═════ Provided passage ═════

IE 6 unsuitable for web 2.0 apps?

I read Richard McManus’ blog posting yesterday on whether IE 6 is unsuitable for web 2.0 apps.

Among other things, he cites Ross Dargahi’s blog post at Zimbra:

From a Web 2.0 application developers perspective (developers who use a lot of JavaScript and DOM manipulaion), IE 6 is plagued by a number of well known problems such as its ability to readily leak memory. Regrettably, Microsoft’s next release of Internet Explorer, IE 7, does little to resolve these issues.

There’s no question that it’s very easy to cause all kinds of memory leaks in IE 6. When we developed an Ajax-powered calendar creation site last fall, getting it working in IE 6 was a huge issue.

When we ran compatibility testing with iBeta, and even when we were doing usability testing with The UE Group, we were experiencing chronic crashing problems in IE 6. Memory leaks where killing the browser after people were on the site for more than 15 minutes or so. And, of course when that happens, people don’t blame their browser, they blame the website they were on.

═════

> **Description of the task**: According to the blog post on IE 6 and web 2.0 apps, after how long on the site did memory leaks kill the browser?

═════ Raw data ═════

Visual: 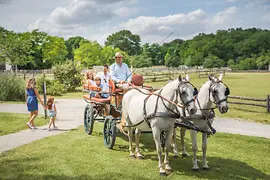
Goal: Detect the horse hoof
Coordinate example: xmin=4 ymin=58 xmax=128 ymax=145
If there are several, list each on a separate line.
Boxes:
xmin=182 ymin=154 xmax=188 ymax=157
xmin=137 ymin=156 xmax=144 ymax=160
xmin=159 ymin=172 xmax=167 ymax=176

═════

> **Expected answer**: After people were on the site for more than 15 minutes or so.